• BRIEF
Would you please transcribe the data in full and exactly, excluding images?

#### TASK INPUTS

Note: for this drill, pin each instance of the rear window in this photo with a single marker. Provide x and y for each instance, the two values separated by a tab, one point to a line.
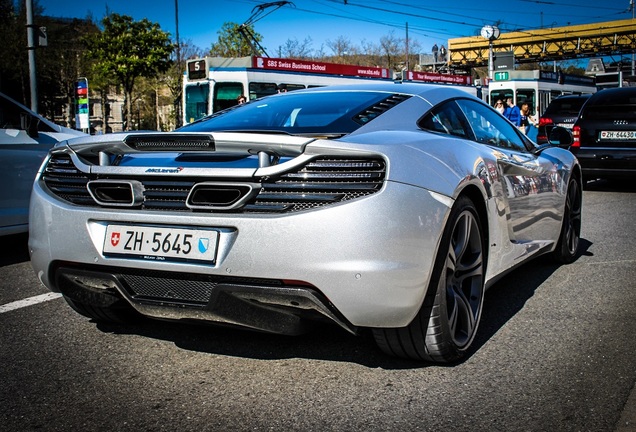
611	112
566	106
301	112
612	104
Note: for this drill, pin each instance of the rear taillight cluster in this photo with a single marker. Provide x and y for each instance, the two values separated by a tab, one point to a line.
576	134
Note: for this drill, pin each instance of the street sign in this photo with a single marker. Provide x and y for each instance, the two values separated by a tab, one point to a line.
502	76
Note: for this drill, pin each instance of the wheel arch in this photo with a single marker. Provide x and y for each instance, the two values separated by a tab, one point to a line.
477	197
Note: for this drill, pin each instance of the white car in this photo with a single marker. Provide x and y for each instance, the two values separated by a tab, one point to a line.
25	139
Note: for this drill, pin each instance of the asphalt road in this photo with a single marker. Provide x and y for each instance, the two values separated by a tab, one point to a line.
555	352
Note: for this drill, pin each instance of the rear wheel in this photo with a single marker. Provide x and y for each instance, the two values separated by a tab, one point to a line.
446	325
568	243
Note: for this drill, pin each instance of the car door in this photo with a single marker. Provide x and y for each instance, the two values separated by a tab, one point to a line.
529	196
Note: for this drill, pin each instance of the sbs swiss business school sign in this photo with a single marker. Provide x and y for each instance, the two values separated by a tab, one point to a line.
309	66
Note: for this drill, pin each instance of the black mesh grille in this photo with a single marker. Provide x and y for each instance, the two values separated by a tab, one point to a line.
178	287
321	182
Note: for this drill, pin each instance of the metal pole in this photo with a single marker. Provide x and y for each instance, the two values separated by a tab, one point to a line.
407	47
631	5
31	51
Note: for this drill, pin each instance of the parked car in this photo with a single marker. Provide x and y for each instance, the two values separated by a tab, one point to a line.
388	207
25	139
605	134
562	111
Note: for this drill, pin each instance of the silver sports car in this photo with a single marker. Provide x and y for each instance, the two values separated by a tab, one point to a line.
387	208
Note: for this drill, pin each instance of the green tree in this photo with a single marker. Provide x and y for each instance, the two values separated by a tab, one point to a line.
231	43
126	50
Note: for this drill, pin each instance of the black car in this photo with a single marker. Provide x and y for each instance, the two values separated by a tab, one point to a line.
562	111
605	134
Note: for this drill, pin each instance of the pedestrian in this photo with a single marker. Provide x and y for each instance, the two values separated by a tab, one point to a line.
499	106
513	113
528	123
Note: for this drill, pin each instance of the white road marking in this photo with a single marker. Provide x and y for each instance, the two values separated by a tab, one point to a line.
28	302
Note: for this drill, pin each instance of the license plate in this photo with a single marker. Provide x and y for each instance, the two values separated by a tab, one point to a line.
618	135
161	243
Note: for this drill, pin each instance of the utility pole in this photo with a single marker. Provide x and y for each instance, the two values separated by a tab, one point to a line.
31	50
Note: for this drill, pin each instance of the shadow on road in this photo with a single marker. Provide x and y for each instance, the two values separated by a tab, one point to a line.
14	249
602	185
331	343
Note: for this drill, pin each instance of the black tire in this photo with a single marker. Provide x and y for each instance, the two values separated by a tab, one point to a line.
567	247
119	314
447	322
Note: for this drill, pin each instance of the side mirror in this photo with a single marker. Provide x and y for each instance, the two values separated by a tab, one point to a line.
560	136
29	124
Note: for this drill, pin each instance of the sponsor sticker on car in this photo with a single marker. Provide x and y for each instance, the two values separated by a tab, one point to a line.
618	135
161	243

########

• ANSWER BOX
Note: for this drill, pin each instance of the rear window in this photo with a single marker. Provide x and y for each instance, the two values separated by a tab, one point to a line.
611	112
566	106
301	112
612	104
Note: for this drill, pin each instance of the rear taillight cluster in this photo with a single marker. Provide x and y for each instance, the two values separated by a tab, one point to a line.
576	134
Note: for this drill, pin each instance of the street sign in this photo with a single marker. Provide x and y for each instance, the two values separated by a tab, one point to a line.
502	76
Note: for this drill, pin each instance of the wheel arch in this photo with a single marker. Provide x and y for each instance, the two values separated by a tab, one point to a line.
477	197
Note: for this drill, pin each instance of the white car in this photo with a single marker. Provide x and y for each instance, the two values separated by a tab, one point to a line.
25	139
Note: for this drill, pin each instance of the asphalt road in this photo with a single marker. Provide x and y for each instance, the two values separated by a tab, one point to a line.
555	352
Note: for this drill, pin each instance of the rear wheel in this photo with a single marker. Provide x and y for each instance, the two values separated by a tab, one point to a line.
446	325
568	243
Note: for this drill, pin each instance of the car door in this photo with a single marker. Provide x and y for each instance, the two values separated by a tab, one point to a line.
529	196
Note: for this drill, pin each instance of the sbs swiss business school sign in this photo with a single marker. Provide x and y for each instance, the two values separated by a tab, one point to a line.
309	66
Note: for this drill, pin each instance of the black mesh grille in this photo with a single marker. Provide x and y for each instance, the two values separated by a tab, one point to a line.
178	287
321	182
Note: for this drill, pin each instance of the metal pole in this photo with a single marker. Provide x and y for each instance, the two values separated by a tab, one point to a line.
407	47
631	5
31	51
Note: for this drill, pin each instance of the parked car in this photo with a single marker. Provide x and y for each instance, the two values separated by a tab, one point to a line.
388	207
25	139
605	134
562	111
Note: for this drill, pin each instance of the silver sports car in this photo with a single marker. Provide x and y for each instance, the two values separated by a tab, one point to a line.
387	208
Note: for this drill, pin each instance of the green tree in this photo with a single marker. Provide x and y for each instance, the two values separated by a tab, one point to a line.
231	43
126	50
Note: for this drill, pin each instance of the black car in this photo with a single marker. Provide x and y for each instance, the two values separated by a tab, one point to a line.
562	111
605	134
Note: for this drill, pin each instance of the pedestrian in this photo with a single marker. Provide x and y for each instance, the two values separated by a tab, one point to a line.
499	106
513	113
528	123
Note: for this drill, pin each instance of the white road marking in this photo with a single marker. Provide x and y for each instance, the two values separated by a tab, one point to a line.
28	302
Note: for this drill, pin each instance of the license plate in this photo with a single marker. Provide x and y for each instance, the two values separated by a tab, one point to a line.
618	135
161	243
Note: for this drill, pin each instance of the utility pole in this photo with a single marker. Provide x and y for each instance, the two values separated by a tab, one point to a line.
31	50
Note: for this drill, pin each instance of the shadow on road in this photo with a single marker. Provide x and y for each instance, the two values separated by a tab, one point to a line.
14	249
602	185
331	343
Note: for this drill, pin each instance of the black tire in this photo with a single marker. Provide x and y for each instance, the two values separated by a tab, one point to a line.
567	247
119	314
447	322
Note: for this drill, pin each instance of the side mirror in this photo with a single marker. Provide x and y for each instance, the two values separated by a tab, one point to a line.
560	136
29	124
Note: for this drill, pin each instance of the sponsor sticker on car in this photo with a single marker. Provide x and y for each instance, the two values separated by a tab, one point to a line.
618	135
161	243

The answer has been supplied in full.